* _What this task involves_
Every line below needs to be reproduced exactly.

Data excerpts
-=-=-

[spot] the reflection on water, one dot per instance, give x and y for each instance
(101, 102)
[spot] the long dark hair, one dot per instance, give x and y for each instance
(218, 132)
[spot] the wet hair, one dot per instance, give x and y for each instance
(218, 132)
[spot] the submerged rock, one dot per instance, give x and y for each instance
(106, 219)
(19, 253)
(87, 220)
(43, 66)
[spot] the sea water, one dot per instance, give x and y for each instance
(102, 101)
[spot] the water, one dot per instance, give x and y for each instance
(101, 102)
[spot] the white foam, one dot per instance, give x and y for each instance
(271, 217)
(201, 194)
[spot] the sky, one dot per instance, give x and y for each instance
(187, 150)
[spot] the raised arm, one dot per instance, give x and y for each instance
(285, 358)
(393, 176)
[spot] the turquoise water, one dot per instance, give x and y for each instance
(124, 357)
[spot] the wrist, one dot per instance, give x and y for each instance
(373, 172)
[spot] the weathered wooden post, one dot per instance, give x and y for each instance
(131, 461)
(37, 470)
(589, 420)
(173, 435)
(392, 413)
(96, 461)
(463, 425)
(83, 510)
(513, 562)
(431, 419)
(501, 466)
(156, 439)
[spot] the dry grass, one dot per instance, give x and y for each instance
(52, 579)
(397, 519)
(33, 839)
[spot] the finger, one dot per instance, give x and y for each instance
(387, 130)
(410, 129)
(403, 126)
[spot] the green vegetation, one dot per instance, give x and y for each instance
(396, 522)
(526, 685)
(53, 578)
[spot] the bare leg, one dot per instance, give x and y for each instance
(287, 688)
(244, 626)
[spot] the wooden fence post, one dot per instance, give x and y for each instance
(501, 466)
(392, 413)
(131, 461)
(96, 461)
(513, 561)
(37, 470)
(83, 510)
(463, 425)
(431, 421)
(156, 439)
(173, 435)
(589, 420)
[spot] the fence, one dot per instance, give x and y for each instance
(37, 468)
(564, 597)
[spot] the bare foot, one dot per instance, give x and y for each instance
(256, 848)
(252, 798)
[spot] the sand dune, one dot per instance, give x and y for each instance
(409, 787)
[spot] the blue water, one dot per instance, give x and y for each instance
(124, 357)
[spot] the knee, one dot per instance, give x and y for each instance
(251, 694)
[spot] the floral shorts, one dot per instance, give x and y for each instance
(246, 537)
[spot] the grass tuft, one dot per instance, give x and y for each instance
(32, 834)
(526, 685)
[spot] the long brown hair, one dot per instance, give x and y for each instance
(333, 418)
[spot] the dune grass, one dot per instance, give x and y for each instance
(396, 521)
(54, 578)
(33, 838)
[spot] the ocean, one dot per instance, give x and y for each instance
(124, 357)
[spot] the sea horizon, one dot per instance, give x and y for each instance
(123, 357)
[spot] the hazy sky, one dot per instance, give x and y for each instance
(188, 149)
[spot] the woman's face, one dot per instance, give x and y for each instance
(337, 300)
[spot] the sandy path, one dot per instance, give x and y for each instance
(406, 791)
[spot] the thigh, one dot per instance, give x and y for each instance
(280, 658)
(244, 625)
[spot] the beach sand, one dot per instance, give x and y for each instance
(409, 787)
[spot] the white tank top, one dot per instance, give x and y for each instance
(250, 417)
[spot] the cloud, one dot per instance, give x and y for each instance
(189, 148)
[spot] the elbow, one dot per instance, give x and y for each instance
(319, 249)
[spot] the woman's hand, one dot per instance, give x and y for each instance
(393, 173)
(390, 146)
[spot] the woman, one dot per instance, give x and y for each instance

-=-=-

* _Solution to this exercise_
[spot] the reflection on water, one dot per instance, give x and y for each instance
(101, 102)
[spot] the long dark hair, one dot per instance, give x and y for each instance
(218, 132)
[spot] the wet hair, one dot per instance, give x and y for each instance
(218, 132)
[spot] the submerged rock, one dot per instance, give x and y for each instance
(106, 219)
(19, 253)
(87, 220)
(43, 66)
[spot] the sea water, one dot per instance, give x and y for each instance
(102, 101)
[spot] the water, one dot per instance, give x and y for each instance
(101, 102)
[spot] the white foam, one dot per instance, give x and y for each instance
(271, 217)
(201, 194)
[spot] the sky, one dot per instance, give x and y for each instance
(187, 150)
[spot] the raised arm, one dot per instance, give x and y for each instance
(285, 358)
(393, 176)
[spot] the turquoise water, one dot per instance, give x and y for each instance
(124, 357)
[spot] the wrist, one dot per instance, give x and y for each instance
(373, 172)
[spot] the weathered wooden post, one dot per instance, give x and y for each instance
(131, 461)
(37, 470)
(589, 420)
(173, 435)
(392, 413)
(96, 461)
(463, 425)
(83, 510)
(513, 562)
(431, 419)
(501, 466)
(156, 439)
[spot] the dry grass, one dot per instance, give x and y for each instance
(52, 579)
(397, 519)
(33, 839)
[spot] the finger, one dot per instance, give x and y for each instance
(387, 130)
(410, 129)
(403, 126)
[spot] the green vegetation, one dot per instance, give x and y for each instance
(396, 522)
(526, 685)
(53, 578)
[spot] the bare leg, one dot per instance, give x and y for each instance
(287, 688)
(244, 626)
[spot] the wooden fence post, one dot per instance, give x and y for each instance
(501, 466)
(392, 413)
(131, 461)
(96, 461)
(513, 561)
(37, 470)
(83, 510)
(463, 425)
(431, 421)
(156, 439)
(173, 435)
(589, 420)
[spot] the fence, one dot per instance, give x and y for each instance
(37, 468)
(564, 597)
[spot] the bare foot, one dot per instance, give x and y for each instance
(256, 848)
(252, 798)
[spot] the sand dune, one dot per instance, give x and y for each instance
(409, 787)
[spot] the blue water, one dot per instance, give x and y for each instance
(124, 357)
[spot] the knee, one dot per instance, give x and y for each instance
(251, 694)
[spot] the floral shorts, one dot per instance, give x and y for each instance
(246, 537)
[spot] the grass tuft, one dot per instance, give x and y for each instance
(32, 834)
(526, 685)
[spot] the long brown hair, one dot per instance, give x and y for each instance
(333, 418)
[spot] the dune grass, one dot per instance, give x and y for each instance
(396, 521)
(54, 578)
(33, 838)
[spot] the ocean, one dot per instance, give x and y for each instance
(124, 357)
[spot] the sea horizon, one dot per instance, give x and y for each instance
(123, 357)
[spot] the hazy sky, one dot per instance, give x and y for each instance
(188, 149)
[spot] the woman's face, one dot per instance, give x and y for each instance
(337, 300)
[spot] the sandy path, one dot per instance, give x and y for each instance
(406, 791)
[spot] the thigh, one dot per instance, give x and y for each instance
(280, 658)
(244, 625)
[spot] the beach sand, one dot per instance, give x and y for each instance
(409, 787)
[spot] the white tank top, one dot per instance, give x and y for each instance
(250, 417)
[spot] the cloud, one dot per instance, give x and y for each instance
(189, 148)
[spot] the elbow, one dot per instance, give x and y for each instance
(319, 249)
[spot] the woman's hand, one dot per instance, give x and y for each instance
(393, 173)
(390, 146)
[spot] the woman, one dot per instance, give x and y for each instance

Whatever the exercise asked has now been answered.